例えば、弥生株式会社のクラウド見積・納品・請求書サービス「Misoca」は、電子取引における証憑や帳簿、書類の電子保存に対応しています。「Misoca」で発行した請求書や取引先から受領した証憑は、「スマート証憑管理」と連携することで、電子帳簿保存法の要件を満たす形での電子保存・管理が可能です。
経理担当者の負担を減らしつつ、請求書を偽造・改ざんされるといった心配もなく管理できるようになります。
請求業務を外部委託する
請求業務を外部のプロに委託して、経理業務の効率化を図りつつ不正を防止するのも1つの方法です。
また、請求業務の外部委託の一環として、出張などにおける交通手段や宿泊先の手配を代行会社に委託するのも検討してみると良いでしょう。交通費や宿泊費の処理を一括で委託すれば、従業員による不正を防ぎやすくなります。

* 依頼内容 *
上の請求業務に関する文書から、「経理担当者の負担を減らしつつ」で始まり「る不正を防ぎやすくなります。」で終わる部分を、一字も変えずに抜き出してください。

* 提供データ *
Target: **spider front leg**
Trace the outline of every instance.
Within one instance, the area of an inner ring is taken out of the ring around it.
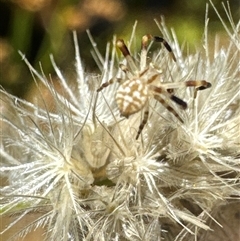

* 回答 *
経理担当者の負担を減らしつつ、請求書を偽造・改ざんされるといった心配もなく管理できるようになります。
請求業務を外部委託する
請求業務を外部のプロに委託して、経理業務の効率化を図りつつ不正を防止するのも1つの方法です。
また、請求業務の外部委託の一環として、出張などにおける交通手段や宿泊先の手配を代行会社に委託するのも検討してみると良いでしょう。交通費や宿泊費の処理を一括で委託すれば、従業員による不正を防ぎやすくなります。